• [Brief]
Say how many lines in the material below include "outcrop". The answer is the number alone.

+++ Exercise data

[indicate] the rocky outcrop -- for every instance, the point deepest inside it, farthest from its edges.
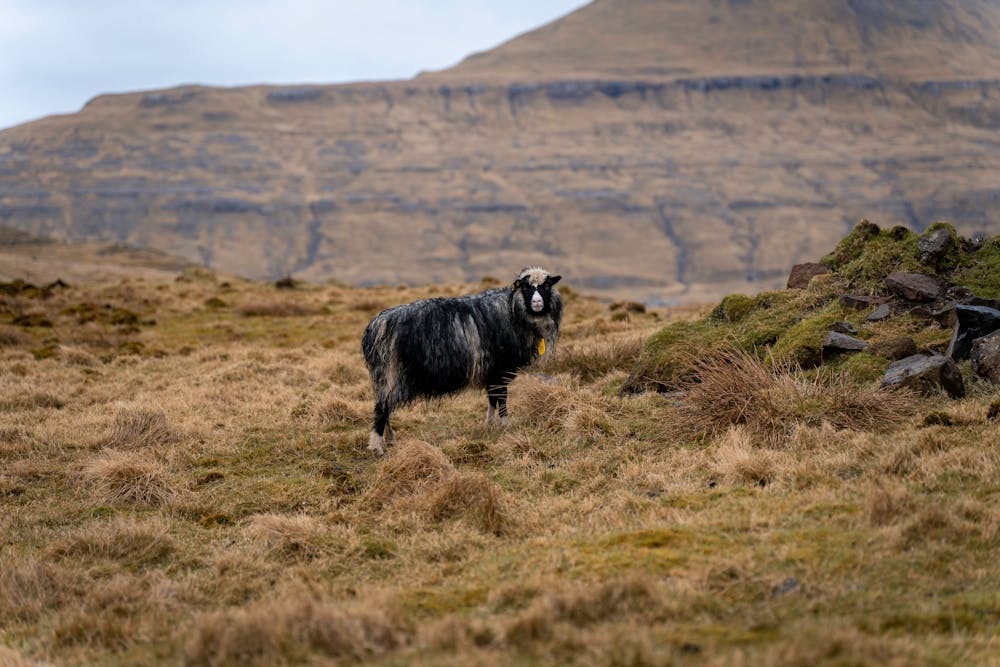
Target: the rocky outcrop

++++++
+++ Exercise data

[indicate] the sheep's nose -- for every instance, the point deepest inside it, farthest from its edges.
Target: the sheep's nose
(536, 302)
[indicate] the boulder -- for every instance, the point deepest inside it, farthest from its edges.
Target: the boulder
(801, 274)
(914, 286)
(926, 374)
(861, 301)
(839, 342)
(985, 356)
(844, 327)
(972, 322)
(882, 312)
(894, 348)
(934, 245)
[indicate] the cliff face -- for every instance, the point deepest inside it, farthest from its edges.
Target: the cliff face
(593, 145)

++++++
+++ Exercise data

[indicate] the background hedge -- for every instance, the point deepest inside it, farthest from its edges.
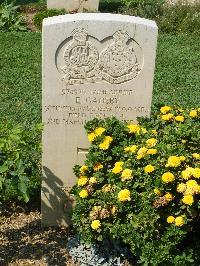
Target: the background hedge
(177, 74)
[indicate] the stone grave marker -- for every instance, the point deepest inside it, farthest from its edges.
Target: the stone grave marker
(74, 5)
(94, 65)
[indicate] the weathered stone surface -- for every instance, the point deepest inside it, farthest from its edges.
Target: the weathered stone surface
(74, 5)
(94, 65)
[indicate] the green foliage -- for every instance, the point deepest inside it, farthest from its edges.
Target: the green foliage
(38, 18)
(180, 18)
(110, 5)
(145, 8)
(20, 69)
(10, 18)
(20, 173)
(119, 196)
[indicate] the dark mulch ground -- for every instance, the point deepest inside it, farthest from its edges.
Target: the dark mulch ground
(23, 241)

++++++

• [Answer space]
2